Problem details
Rewrite the section of the items that runs from the line containing "Tell me exactly where the snow bank" through the end of the items, keeping the request line. Increase every corner coordinate in the answers by 14.

[Stored data entries]
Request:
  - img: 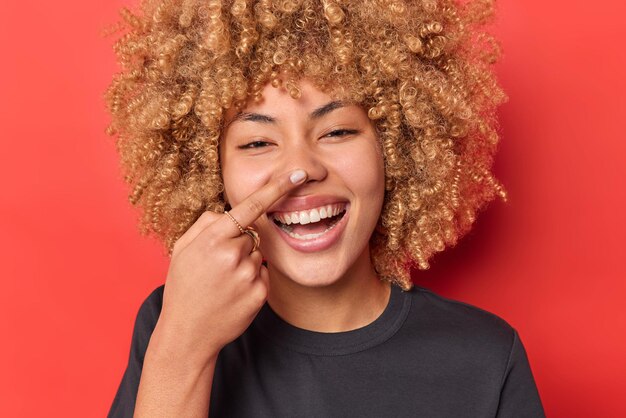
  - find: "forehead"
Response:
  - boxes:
[225,79,333,126]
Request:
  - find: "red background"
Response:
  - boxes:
[0,0,626,417]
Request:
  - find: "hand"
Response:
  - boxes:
[155,170,306,360]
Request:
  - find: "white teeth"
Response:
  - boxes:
[281,217,344,241]
[273,203,346,225]
[309,209,322,223]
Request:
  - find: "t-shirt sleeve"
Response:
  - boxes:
[497,331,545,418]
[107,286,163,418]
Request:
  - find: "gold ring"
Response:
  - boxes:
[244,226,261,254]
[224,210,246,234]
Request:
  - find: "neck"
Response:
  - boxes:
[268,248,391,332]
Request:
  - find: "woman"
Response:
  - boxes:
[107,0,543,417]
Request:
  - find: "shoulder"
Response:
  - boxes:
[134,285,165,339]
[406,286,518,359]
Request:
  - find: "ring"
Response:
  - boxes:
[244,226,261,254]
[224,210,261,254]
[224,210,246,234]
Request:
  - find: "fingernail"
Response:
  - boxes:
[289,170,306,184]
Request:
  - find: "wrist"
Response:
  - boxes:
[146,321,221,368]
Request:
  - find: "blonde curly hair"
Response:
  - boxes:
[106,0,506,289]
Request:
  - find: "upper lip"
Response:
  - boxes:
[267,195,348,216]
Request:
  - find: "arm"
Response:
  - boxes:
[497,331,545,418]
[134,325,217,417]
[109,172,306,417]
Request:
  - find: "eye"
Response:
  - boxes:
[237,141,271,149]
[324,129,359,137]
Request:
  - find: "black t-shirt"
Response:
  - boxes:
[109,286,544,418]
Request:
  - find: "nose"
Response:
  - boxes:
[282,141,328,183]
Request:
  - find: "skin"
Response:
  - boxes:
[220,80,388,332]
[135,80,390,417]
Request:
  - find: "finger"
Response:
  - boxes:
[229,234,263,265]
[255,264,270,290]
[218,169,307,236]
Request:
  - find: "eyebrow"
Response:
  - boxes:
[229,100,346,125]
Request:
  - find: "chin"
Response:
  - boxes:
[269,259,346,288]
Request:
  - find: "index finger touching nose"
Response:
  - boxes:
[223,169,307,236]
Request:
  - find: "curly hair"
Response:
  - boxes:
[106,0,506,289]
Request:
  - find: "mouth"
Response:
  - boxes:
[271,203,349,252]
[272,203,347,240]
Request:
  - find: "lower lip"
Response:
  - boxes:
[272,205,350,253]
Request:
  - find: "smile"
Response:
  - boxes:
[271,203,349,252]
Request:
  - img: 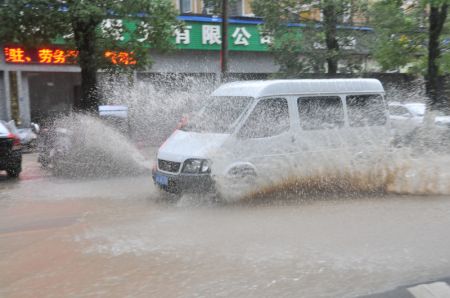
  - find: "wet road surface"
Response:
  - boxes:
[0,155,450,297]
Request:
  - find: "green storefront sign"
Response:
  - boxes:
[174,22,270,52]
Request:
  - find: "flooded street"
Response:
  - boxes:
[0,155,450,297]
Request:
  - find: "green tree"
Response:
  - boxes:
[252,0,367,76]
[371,0,450,110]
[0,0,177,110]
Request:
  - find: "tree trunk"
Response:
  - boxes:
[322,0,339,75]
[73,22,99,112]
[425,4,448,110]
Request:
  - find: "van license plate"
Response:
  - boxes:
[155,174,169,186]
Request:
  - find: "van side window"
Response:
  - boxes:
[347,94,387,127]
[297,96,345,130]
[239,98,289,138]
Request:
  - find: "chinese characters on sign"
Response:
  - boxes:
[3,46,78,65]
[3,47,31,63]
[105,51,136,65]
[173,23,272,51]
[3,46,136,65]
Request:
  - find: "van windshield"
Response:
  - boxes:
[181,96,253,133]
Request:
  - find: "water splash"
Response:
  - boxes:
[43,78,450,202]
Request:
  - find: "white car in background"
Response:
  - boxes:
[389,102,450,130]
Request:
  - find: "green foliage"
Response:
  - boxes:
[252,0,367,76]
[0,0,179,70]
[370,0,427,71]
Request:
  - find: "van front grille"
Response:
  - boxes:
[158,159,181,173]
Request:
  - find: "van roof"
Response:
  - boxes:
[212,79,384,98]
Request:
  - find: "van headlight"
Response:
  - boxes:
[182,159,211,174]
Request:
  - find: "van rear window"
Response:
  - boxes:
[297,96,345,130]
[347,94,387,127]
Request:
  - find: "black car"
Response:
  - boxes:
[0,122,22,177]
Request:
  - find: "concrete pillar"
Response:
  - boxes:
[17,71,31,127]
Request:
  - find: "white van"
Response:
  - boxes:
[153,79,389,193]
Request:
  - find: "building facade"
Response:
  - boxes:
[0,0,370,126]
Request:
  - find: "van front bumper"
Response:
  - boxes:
[152,170,215,193]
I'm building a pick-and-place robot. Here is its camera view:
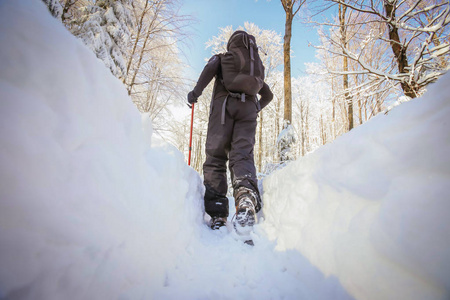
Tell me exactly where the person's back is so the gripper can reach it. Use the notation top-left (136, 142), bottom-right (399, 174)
top-left (188, 31), bottom-right (273, 244)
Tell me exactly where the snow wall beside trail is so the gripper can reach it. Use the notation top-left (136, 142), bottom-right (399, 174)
top-left (261, 74), bottom-right (450, 299)
top-left (0, 0), bottom-right (202, 299)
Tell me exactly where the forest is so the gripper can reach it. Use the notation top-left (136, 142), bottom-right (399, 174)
top-left (43, 0), bottom-right (450, 176)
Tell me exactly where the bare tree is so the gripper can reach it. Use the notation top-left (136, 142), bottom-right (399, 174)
top-left (281, 0), bottom-right (306, 124)
top-left (320, 0), bottom-right (450, 98)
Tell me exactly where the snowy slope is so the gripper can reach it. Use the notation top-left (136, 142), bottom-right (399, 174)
top-left (0, 0), bottom-right (202, 299)
top-left (0, 0), bottom-right (450, 299)
top-left (262, 74), bottom-right (450, 299)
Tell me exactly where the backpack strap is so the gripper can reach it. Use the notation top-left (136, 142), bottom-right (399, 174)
top-left (249, 39), bottom-right (255, 76)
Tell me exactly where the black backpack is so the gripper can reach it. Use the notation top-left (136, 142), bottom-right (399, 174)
top-left (220, 31), bottom-right (264, 96)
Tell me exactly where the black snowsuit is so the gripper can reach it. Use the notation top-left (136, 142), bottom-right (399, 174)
top-left (193, 55), bottom-right (273, 217)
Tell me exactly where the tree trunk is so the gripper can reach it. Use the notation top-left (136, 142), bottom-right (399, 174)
top-left (123, 1), bottom-right (148, 83)
top-left (283, 9), bottom-right (294, 124)
top-left (258, 111), bottom-right (264, 172)
top-left (384, 0), bottom-right (417, 98)
top-left (339, 4), bottom-right (353, 131)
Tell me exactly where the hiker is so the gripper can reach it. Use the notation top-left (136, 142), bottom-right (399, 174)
top-left (187, 30), bottom-right (273, 229)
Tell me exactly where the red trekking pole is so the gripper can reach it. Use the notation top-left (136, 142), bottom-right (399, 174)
top-left (188, 103), bottom-right (195, 166)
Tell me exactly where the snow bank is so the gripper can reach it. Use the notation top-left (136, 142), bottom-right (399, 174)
top-left (262, 74), bottom-right (450, 299)
top-left (0, 0), bottom-right (202, 299)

Output
Tell me exactly where the snow bank is so the gripper can reach it. Use the notation top-left (136, 142), bottom-right (399, 174)
top-left (276, 88), bottom-right (464, 313)
top-left (14, 14), bottom-right (216, 313)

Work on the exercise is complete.